Lines of data:
○ ○ ○ ○ ○

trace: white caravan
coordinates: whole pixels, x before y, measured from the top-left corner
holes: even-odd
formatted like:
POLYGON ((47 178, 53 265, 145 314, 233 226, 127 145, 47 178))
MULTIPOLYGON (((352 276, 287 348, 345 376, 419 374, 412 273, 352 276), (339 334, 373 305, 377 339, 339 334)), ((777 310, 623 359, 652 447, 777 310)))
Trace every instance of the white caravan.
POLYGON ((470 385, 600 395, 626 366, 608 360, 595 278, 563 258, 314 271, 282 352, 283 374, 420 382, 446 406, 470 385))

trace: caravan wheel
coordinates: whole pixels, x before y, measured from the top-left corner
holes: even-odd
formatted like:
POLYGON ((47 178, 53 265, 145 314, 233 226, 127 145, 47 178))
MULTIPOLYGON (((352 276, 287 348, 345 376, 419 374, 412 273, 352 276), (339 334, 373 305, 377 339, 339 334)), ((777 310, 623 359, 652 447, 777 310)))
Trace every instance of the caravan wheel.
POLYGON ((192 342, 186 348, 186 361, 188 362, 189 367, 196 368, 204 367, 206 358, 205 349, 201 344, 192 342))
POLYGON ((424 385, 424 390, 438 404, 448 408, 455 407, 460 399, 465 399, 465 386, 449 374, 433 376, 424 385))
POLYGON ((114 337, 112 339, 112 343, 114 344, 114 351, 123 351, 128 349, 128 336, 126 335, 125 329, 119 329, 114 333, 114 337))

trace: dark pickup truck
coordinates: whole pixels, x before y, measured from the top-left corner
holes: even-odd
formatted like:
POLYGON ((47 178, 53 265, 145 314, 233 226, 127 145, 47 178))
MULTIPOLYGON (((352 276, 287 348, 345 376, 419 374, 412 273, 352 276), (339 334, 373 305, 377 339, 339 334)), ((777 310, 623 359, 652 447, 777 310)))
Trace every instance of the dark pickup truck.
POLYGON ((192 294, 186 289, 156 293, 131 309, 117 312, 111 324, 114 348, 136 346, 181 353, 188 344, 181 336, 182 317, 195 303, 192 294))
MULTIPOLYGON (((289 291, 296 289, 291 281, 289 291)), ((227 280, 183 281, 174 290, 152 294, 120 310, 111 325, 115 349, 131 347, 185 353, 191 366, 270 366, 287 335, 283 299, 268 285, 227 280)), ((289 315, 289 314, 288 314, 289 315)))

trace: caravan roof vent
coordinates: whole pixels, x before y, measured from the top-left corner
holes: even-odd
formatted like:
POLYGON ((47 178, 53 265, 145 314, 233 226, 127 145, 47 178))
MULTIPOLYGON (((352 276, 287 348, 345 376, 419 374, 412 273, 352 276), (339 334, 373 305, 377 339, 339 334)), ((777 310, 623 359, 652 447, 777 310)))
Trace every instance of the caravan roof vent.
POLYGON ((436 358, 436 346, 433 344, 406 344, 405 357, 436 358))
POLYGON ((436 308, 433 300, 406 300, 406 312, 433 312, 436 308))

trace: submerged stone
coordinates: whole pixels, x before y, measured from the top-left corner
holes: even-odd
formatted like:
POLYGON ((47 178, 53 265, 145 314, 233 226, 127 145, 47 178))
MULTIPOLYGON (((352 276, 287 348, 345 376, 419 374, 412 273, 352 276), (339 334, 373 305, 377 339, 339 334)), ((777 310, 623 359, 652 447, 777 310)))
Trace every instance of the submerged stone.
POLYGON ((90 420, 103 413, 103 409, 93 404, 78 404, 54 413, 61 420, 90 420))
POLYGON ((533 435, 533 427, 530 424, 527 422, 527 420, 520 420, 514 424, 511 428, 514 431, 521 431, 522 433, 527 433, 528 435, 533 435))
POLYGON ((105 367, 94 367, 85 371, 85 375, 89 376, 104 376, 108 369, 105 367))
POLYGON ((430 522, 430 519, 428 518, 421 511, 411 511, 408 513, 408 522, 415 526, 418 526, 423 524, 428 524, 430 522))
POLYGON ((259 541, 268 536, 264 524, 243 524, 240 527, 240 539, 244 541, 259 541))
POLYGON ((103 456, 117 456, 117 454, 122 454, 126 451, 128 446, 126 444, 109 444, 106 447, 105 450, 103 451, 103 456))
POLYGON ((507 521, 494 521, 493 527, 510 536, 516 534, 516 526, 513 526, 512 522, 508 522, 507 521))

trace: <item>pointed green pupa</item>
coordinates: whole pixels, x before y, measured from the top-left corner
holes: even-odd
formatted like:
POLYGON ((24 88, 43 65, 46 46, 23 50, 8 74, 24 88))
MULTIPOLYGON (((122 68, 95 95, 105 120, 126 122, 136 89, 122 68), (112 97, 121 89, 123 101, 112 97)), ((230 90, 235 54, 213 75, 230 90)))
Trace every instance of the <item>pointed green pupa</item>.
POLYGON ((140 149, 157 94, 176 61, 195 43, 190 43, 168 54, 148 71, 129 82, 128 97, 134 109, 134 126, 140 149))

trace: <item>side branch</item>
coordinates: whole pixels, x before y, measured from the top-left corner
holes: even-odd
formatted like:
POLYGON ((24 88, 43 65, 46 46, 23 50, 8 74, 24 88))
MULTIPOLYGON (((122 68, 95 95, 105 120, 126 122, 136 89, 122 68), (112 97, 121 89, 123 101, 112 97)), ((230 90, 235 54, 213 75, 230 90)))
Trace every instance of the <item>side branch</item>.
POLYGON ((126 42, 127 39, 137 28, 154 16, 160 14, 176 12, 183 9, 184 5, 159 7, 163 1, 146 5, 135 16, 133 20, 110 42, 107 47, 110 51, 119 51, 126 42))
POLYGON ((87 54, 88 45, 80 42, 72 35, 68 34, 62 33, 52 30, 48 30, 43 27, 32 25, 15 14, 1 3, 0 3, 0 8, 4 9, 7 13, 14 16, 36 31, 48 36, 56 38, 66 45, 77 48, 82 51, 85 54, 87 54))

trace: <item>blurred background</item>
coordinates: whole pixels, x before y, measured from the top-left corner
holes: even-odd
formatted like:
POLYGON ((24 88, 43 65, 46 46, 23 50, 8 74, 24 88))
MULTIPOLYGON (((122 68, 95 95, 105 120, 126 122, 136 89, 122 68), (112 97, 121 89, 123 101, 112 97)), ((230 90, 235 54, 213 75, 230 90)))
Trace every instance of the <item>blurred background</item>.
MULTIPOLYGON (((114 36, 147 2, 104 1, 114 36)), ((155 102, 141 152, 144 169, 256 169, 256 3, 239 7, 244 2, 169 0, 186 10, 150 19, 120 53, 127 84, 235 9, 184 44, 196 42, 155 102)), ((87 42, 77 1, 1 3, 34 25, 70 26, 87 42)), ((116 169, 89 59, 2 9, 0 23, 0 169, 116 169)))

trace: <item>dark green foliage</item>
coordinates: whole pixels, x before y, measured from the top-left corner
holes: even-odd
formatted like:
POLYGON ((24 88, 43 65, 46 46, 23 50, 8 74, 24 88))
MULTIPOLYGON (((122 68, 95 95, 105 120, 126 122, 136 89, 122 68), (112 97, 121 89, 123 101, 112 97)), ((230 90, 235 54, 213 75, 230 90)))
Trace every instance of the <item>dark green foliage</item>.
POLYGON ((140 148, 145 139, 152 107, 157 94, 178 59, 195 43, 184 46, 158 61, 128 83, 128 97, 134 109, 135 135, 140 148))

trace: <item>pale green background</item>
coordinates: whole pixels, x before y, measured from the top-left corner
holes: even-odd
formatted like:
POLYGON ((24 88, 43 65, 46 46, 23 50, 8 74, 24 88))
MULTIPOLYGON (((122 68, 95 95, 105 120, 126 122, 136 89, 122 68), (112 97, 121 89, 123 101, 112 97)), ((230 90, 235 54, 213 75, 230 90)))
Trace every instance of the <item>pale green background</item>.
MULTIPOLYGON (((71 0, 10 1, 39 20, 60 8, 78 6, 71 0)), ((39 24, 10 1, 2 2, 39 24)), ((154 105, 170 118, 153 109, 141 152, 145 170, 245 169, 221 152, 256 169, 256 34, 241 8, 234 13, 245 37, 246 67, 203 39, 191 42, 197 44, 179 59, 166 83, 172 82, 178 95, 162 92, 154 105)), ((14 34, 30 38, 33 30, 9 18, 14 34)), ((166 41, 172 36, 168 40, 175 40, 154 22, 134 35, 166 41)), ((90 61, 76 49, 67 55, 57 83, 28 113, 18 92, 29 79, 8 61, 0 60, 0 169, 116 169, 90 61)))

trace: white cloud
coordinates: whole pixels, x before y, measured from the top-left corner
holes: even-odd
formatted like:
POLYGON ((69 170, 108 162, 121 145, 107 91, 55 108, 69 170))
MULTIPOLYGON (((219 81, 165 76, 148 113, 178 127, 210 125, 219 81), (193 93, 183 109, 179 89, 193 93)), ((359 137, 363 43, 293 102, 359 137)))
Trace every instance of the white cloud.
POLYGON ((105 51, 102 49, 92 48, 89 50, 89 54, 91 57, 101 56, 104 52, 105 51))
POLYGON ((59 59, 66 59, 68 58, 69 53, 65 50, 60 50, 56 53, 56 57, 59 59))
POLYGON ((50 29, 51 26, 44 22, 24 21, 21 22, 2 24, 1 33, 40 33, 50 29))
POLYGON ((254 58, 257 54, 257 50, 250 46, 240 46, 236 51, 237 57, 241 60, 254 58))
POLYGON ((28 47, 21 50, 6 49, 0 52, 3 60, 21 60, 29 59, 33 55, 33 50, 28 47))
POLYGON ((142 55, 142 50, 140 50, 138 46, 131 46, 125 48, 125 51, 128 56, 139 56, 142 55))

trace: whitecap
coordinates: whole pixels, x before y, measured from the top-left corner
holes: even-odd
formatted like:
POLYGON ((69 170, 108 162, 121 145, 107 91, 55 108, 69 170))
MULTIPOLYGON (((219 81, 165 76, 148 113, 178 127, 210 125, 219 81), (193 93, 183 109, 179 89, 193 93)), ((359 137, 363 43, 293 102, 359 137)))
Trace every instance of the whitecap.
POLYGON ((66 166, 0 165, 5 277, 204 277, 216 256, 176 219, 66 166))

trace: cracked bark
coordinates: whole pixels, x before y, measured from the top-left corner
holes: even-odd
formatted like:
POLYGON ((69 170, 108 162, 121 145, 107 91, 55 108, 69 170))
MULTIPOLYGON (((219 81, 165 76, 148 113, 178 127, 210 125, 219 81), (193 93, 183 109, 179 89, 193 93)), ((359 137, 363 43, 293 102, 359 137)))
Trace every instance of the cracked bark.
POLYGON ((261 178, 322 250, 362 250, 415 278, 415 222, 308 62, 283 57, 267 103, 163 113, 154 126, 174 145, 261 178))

○ ○ ○ ○ ○

» Instruction
Write out the material exactly, starting at the line that contains "trace: whitecap" and ending at the last line of the material.

» Written answer
trace: whitecap
coordinates: whole pixels, x before y, measured from the top-left corner
holes: even-odd
formatted like:
POLYGON ((69 170, 108 162, 121 145, 107 91, 55 108, 69 170))
MULTIPOLYGON (((219 81, 165 76, 148 113, 178 127, 210 125, 219 81), (193 93, 183 109, 179 89, 193 93)), ((359 137, 363 43, 293 102, 359 137)))
Trace every instance of the whitecap.
POLYGON ((66 166, 0 165, 5 277, 204 277, 216 256, 176 219, 66 166))

trace: cracked bark
coordinates: whole pixels, x before y, measured from the top-left corner
holes: even-odd
formatted like:
POLYGON ((69 170, 108 162, 121 145, 107 91, 55 108, 69 170))
MULTIPOLYGON (((219 81, 165 76, 148 113, 178 127, 210 125, 219 81), (193 93, 183 109, 179 89, 193 93)), ((359 137, 363 43, 293 102, 359 137)))
Trace every instance of the cracked bark.
POLYGON ((261 178, 322 250, 362 250, 415 278, 415 222, 308 62, 283 57, 267 103, 163 113, 154 126, 174 145, 261 178))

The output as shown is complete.